Point annotation records:
----

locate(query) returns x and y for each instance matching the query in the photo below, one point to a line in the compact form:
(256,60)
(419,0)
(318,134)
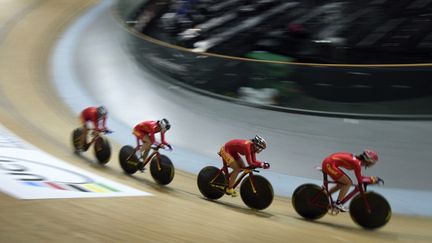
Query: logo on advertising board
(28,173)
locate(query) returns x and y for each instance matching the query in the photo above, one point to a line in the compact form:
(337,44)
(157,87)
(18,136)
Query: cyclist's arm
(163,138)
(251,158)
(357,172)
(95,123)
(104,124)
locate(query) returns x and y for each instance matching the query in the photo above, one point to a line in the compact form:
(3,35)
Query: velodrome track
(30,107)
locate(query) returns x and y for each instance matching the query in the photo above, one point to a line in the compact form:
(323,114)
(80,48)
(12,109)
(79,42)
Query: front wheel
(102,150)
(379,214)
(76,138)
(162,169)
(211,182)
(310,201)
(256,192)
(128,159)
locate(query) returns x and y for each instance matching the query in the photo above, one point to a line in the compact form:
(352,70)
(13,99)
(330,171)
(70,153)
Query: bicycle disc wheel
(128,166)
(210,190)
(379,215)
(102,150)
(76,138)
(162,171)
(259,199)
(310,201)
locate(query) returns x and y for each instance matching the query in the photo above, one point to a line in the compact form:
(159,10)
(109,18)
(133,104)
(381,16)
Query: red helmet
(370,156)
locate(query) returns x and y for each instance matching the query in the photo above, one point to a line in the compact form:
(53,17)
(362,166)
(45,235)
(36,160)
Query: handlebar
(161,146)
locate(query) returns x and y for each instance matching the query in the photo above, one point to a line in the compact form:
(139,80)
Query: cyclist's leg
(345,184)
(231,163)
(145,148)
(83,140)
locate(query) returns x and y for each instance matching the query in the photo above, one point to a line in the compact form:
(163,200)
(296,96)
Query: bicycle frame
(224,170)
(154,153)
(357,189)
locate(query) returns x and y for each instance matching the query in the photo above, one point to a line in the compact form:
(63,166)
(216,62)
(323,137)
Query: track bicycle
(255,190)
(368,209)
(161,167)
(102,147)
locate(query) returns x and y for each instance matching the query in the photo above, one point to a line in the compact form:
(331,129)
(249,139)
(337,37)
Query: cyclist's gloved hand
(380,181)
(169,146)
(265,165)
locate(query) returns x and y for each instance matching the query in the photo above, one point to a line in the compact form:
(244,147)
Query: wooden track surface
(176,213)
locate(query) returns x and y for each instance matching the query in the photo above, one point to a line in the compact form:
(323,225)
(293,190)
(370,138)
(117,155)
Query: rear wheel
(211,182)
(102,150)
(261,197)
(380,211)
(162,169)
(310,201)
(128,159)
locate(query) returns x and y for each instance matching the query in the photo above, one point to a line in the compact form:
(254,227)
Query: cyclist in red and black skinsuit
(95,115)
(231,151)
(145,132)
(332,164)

----

**TASK TO CARRY OUT**. Leave out all pictures, then copy the remaining material exactly.

**RESPONSE TO THE EXERCISE**.
locate(query) returns x and y for each instance matching the query in the photo below, one point to a line in the compact form:
(256,60)
(419,0)
(318,134)
Query: logo on advertising board
(28,173)
locate(query) returns x and y for each instance matching the query in the photo above, one point to a line in the compact form:
(337,44)
(157,87)
(18,136)
Query: cyclist's arm
(163,138)
(251,158)
(357,172)
(95,123)
(104,124)
locate(query) returns x and y for each instance matching the query in the photo above, one point to a line in the compact form:
(3,35)
Query: velodrome track
(30,107)
locate(query) returns x and y for each instance matching the query in the photo above, one point to a line in the compact form:
(323,114)
(80,48)
(12,109)
(79,42)
Query: front wheel
(102,150)
(379,214)
(76,138)
(162,169)
(211,182)
(310,201)
(256,192)
(128,159)
locate(query) returns x and y for each instance matching the query in the photo above, one point to a line in the compact form:
(352,70)
(13,99)
(330,171)
(70,153)
Query: bicycle disc wheel
(128,166)
(210,190)
(379,215)
(102,150)
(76,138)
(162,171)
(259,199)
(310,201)
locate(query) returns x and y for each instance matching the query in the photo above, one point to a line in the compact form:
(159,10)
(109,18)
(133,104)
(381,16)
Query: red helmet
(370,156)
locate(query) returns x and y for each instance matching the query in the photo above, one point to a line in the compact form:
(53,17)
(362,166)
(45,235)
(36,160)
Query: handlebar
(161,146)
locate(query) returns x and y for each instance matching the query in the photo above, one point to a line in the compact form:
(139,80)
Query: cyclist's leg
(345,184)
(231,163)
(145,148)
(83,140)
locate(query) returns x and y for each instance matching the query in the photo above, one point to a line in the compact form:
(163,200)
(296,96)
Query: bicycle frame
(224,170)
(154,153)
(357,189)
locate(query) returns x and y for each instance matching the query in the photo above, one point to a line in the compact form:
(63,166)
(216,62)
(323,137)
Query: track bicycle
(255,190)
(368,209)
(161,167)
(102,147)
locate(query) returns x and y for each instance matching the query in the photo above, one point to a line in the compact form:
(331,129)
(249,139)
(337,37)
Query: cyclist's gloved hand
(380,181)
(169,146)
(265,165)
locate(query) returns x and y for each instance matching the query in the photo above, one point to a line in the compact form:
(244,147)
Query: wooden track surface
(176,213)
locate(query) returns x and y for each instance matching the query in the photo above, one point to a line in the compact form:
(323,225)
(293,190)
(370,138)
(117,155)
Query: rear wheel
(211,182)
(102,150)
(261,197)
(380,211)
(162,169)
(310,201)
(128,159)
locate(query) returns x and y for each instance matching the query in the photo above, one point to a line in the compact form:
(254,227)
Query: cyclist in red and black skinsuit
(95,115)
(231,151)
(145,132)
(332,164)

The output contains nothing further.